■ **TRAVAIL DEMANDÉ**
Recopiez les lignes en commençant par celle qui contient « Target: dock walkway » et en finissant par celle qui contient « x=242 y=337 », incluses et consignes comprises, sans rien d'autre. Multipliez par 1,85 chaque coordonnée des réponses et arrondissez à l'entier, les demis vers le haut.

■ **Extraits de données d'étiquetage de positions**
▽

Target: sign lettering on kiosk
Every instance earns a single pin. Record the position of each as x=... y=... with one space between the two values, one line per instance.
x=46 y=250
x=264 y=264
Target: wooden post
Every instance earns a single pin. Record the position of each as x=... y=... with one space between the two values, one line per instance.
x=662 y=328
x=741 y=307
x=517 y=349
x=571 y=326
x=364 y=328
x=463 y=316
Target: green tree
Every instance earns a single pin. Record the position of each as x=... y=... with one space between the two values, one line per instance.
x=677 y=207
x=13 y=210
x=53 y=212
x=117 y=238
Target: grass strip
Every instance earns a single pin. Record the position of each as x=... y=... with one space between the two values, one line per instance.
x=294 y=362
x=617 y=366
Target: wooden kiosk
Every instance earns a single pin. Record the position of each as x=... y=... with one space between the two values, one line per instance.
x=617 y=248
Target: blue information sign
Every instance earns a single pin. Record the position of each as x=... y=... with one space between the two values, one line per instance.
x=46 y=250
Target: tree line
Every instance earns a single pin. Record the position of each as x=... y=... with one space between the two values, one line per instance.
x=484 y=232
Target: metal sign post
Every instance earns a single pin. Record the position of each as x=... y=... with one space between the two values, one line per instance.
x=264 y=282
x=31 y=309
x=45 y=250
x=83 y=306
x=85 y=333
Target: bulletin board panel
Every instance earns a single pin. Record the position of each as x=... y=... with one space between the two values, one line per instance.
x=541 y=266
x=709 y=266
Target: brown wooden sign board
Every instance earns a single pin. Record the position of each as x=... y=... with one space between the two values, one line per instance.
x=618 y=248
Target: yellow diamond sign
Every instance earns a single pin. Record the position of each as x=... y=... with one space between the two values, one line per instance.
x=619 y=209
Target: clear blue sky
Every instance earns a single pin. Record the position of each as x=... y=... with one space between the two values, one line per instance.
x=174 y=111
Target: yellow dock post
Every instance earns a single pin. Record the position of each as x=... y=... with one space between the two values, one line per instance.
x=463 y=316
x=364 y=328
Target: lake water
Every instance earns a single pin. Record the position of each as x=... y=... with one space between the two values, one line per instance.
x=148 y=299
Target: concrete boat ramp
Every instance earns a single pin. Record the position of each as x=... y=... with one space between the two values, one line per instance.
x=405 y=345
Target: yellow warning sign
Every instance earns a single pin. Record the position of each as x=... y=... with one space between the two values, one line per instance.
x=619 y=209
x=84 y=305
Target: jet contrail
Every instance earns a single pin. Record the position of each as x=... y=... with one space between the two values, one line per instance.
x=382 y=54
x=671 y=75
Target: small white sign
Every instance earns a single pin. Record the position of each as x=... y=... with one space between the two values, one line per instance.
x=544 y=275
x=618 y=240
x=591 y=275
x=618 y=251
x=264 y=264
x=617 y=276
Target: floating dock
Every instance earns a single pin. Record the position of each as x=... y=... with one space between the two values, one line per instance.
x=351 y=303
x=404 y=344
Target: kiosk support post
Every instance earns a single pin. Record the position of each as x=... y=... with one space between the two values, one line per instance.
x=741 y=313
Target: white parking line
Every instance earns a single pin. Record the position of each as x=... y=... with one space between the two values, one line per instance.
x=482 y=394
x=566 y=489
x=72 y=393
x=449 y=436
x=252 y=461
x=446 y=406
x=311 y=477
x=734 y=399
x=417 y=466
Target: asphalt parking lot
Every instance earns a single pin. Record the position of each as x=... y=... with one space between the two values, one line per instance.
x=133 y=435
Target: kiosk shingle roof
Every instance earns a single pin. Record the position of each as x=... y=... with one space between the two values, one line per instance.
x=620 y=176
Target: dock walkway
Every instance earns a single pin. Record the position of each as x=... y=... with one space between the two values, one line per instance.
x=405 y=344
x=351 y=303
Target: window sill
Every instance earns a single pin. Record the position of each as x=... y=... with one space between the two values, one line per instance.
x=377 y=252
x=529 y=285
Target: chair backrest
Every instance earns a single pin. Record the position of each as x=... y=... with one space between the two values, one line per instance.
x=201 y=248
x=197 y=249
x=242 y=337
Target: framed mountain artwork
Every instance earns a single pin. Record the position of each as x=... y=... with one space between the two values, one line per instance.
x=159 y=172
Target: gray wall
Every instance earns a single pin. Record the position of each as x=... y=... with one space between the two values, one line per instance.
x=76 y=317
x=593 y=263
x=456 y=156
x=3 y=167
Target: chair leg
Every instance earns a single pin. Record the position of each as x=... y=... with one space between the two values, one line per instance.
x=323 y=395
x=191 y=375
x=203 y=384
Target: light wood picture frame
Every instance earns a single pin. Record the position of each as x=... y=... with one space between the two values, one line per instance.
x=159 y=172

△

■ **RÉPONSE ATTENDUE**
Target: dock walkway
Every instance earns a single pin. Record the position of each as x=... y=... with one space between the two values, one line per instance.
x=749 y=636
x=649 y=561
Target: window sill
Every instance earns a single pin. Record the position of each as x=... y=... with one space between the two values, one line per instance.
x=697 y=466
x=979 y=527
Target: chair backrest
Every instance earns a single pin. Record the position of each as x=... y=... with one space between the two values, one line per instance.
x=372 y=459
x=364 y=461
x=448 y=623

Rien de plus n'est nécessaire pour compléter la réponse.